Il Patto di Stabilità e la doccia fredda per i "socialisti per Draghi"

I socialisti per Draghi sono tutti in brodo di giuggiole per le dichiarazioni del presidente del Consiglio sul fatto che sarebbe «irrealistico» ritornare alle vecchie regole del Patto di stabilità.

Secondo alcuni sarebbe addirittura il segno che siamo entrati in un'era post-austerità.

Peccato che i numeri dell'ultima Nota di aggiornamento al DEF (NADEF) raccontino un'altra storia, cioè un percorso di riduzione del deficit dal 10% del PIL di oggi al 4% del PIL - per un totale di più di 100 miliardi di nuove entrate o minori spese - in poco più di un anno. L'economista Gustavo Piga l'ha giustamente definita «la più grande riduzione di deficit pubblico nella storia della Repubblica», roba da far impallidire anche le tasse e i tagli di Monti. D'altronde non può essere altrimenti: 100 miliardi è più o meno l'ammontare del prestito che l'Italia dovrebbe ricevere dall'Europa nel contesto del "Recovery Fund".

§ ELENCO RIPORTATO
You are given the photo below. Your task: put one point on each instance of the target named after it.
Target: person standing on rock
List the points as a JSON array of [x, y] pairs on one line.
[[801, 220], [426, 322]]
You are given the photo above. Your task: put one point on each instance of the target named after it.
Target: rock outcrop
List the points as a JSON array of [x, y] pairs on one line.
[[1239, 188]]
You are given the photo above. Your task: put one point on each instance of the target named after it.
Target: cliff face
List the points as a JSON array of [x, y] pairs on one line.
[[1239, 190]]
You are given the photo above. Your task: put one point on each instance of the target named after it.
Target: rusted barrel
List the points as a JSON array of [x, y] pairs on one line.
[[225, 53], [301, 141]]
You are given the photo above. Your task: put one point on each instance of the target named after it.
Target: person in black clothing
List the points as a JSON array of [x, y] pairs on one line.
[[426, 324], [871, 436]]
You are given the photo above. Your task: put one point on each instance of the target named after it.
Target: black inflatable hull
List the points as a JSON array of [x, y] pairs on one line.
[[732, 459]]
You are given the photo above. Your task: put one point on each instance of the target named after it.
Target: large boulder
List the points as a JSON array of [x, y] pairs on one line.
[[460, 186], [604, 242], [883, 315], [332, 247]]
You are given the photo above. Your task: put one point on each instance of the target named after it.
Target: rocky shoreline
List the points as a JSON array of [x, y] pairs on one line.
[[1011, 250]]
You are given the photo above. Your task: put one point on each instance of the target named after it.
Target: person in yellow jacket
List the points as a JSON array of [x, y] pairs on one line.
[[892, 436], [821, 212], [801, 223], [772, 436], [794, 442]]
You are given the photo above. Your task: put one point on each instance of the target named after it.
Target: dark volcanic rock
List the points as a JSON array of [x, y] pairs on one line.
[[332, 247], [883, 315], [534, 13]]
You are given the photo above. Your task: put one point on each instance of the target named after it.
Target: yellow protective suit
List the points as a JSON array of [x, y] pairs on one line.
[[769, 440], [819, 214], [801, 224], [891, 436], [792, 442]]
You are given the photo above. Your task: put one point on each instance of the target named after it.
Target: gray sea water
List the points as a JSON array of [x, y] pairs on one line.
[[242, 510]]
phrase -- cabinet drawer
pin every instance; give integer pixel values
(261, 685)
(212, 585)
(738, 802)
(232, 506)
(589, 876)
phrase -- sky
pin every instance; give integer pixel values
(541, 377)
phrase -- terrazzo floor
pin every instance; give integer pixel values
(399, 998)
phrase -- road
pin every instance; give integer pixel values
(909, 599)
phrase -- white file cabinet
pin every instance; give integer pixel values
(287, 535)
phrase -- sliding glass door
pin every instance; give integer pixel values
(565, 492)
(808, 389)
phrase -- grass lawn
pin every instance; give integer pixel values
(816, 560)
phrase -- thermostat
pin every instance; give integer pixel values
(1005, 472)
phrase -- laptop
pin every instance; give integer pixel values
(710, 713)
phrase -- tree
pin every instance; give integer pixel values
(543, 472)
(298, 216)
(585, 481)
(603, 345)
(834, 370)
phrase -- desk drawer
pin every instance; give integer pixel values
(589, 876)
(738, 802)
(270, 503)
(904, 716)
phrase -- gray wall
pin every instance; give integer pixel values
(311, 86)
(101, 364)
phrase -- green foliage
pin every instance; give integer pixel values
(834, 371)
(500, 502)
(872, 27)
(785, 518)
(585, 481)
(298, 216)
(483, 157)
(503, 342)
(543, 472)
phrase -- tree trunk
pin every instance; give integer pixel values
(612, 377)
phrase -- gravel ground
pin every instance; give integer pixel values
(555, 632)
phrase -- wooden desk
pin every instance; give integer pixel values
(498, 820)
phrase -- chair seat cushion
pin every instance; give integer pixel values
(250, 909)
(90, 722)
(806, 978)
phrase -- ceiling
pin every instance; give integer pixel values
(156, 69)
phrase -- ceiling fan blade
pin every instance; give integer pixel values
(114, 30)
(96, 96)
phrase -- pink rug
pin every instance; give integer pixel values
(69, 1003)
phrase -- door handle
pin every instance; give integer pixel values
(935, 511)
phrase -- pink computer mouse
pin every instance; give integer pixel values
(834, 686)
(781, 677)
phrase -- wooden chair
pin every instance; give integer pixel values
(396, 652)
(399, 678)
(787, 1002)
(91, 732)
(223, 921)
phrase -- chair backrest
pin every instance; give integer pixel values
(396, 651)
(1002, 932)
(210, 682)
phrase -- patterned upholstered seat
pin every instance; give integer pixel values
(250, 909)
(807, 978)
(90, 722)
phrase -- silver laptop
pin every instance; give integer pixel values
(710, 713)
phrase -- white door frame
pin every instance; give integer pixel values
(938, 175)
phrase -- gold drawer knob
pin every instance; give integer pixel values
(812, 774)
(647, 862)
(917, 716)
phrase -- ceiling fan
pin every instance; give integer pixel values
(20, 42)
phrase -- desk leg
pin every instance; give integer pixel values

§ ATTIVITÀ
A. Trascrivi la parte del brano sul Patto di Stabilità che comincia con le parole «I socialisti per» e si chiude con le parole «in un'era post-austerità.».
B. Prosegui il brano sul Patto di Stabilità, ripartendo subito dopo la sua ultima frase.
L'elenco non ha alcun legame con il brano sul Patto di Stabilità.

§ SOLUZIONI DELLE ATTIVITÀ
A.
I socialisti per Draghi sono tutti in brodo di giuggiole per le dichiarazioni del presidente del Consiglio sul fatto che sarebbe «irrealistico» ritornare alle vecchie regole del Patto di stabilità.

Secondo alcuni sarebbe addirittura il segno che siamo entrati in un'era post-austerità.

B.
E poiché quei soldi andranno a pesare sul deficit, essi dovranno essere «compensati da riduzioni di altre spese o aumenti delle entrate [al fine di] riequilibrare la finanza nel medio termine dopo la forte espansione del deficit», come si legge nel PNNR. Il saldo finale, insomma, sarà praticamente nullo.

Come commenta sempre Piga: «Non sono infatti numeri casuali: sono frutto di quella promessa che il governo italiano ha fatto, implicita nell’accordo sottostante al Recovery Fund, che l’Italia accede a questi fondi purché… si cimenti nell’austerità richiesta dall’Europa appena fuori dal COVID. Con una mano si dà, con l’altra si leva. Cosa si leva? La crescita».